-- TASK BRIEF --
Quote, word for word, every line starting at the line that contains "Where can you spot the man playing" and ending with the last line of the records; include both of these lines and no others.

-- SUPPLIED ENTRIES --

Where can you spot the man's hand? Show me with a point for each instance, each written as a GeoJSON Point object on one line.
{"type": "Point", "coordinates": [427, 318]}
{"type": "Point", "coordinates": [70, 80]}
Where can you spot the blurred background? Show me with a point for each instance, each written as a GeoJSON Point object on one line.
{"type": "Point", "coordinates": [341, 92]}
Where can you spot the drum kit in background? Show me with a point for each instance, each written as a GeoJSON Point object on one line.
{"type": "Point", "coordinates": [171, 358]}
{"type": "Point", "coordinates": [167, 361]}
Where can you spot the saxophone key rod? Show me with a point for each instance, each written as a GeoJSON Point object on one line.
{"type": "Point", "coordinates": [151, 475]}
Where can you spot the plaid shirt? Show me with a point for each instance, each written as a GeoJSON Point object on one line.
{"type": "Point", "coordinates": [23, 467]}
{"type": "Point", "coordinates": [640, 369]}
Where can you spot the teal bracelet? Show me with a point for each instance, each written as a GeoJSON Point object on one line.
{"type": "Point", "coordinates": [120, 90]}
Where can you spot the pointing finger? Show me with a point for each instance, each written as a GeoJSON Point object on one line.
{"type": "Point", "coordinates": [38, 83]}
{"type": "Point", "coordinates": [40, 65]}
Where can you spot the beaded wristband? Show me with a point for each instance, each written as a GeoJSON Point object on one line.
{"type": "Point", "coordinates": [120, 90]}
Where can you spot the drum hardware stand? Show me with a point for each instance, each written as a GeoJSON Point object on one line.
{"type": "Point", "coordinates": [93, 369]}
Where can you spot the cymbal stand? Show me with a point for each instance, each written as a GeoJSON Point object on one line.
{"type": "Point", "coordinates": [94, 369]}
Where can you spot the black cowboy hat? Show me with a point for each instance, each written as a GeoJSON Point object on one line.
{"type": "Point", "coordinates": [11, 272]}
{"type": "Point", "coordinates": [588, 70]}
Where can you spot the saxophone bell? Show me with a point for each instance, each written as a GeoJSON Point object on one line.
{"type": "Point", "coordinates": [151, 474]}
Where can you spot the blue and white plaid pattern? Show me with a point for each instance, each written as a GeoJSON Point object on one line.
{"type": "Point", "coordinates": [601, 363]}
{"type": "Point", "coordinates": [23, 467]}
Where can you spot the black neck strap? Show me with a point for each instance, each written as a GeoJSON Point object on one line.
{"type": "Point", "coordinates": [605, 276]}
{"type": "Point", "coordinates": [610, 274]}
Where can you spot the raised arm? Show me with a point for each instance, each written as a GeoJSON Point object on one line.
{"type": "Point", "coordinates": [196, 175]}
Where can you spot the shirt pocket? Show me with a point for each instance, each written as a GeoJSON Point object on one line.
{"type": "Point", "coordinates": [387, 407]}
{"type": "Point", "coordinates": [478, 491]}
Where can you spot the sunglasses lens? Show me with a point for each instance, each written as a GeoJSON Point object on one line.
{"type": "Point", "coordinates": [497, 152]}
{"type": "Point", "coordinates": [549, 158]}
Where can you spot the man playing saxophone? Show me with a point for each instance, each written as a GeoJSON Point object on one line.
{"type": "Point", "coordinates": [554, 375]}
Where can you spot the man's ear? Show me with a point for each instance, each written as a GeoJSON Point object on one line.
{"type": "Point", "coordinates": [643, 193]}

-- EXERCISE SOLUTION --
Where can you spot the man playing saxophone? Show me with a point for each instance, each written as a GeoJSON Point object on one line.
{"type": "Point", "coordinates": [554, 375]}
Where can you spot the man's ear? Show me with a point for each instance, each written as a GeoJSON Point object on one line.
{"type": "Point", "coordinates": [643, 193]}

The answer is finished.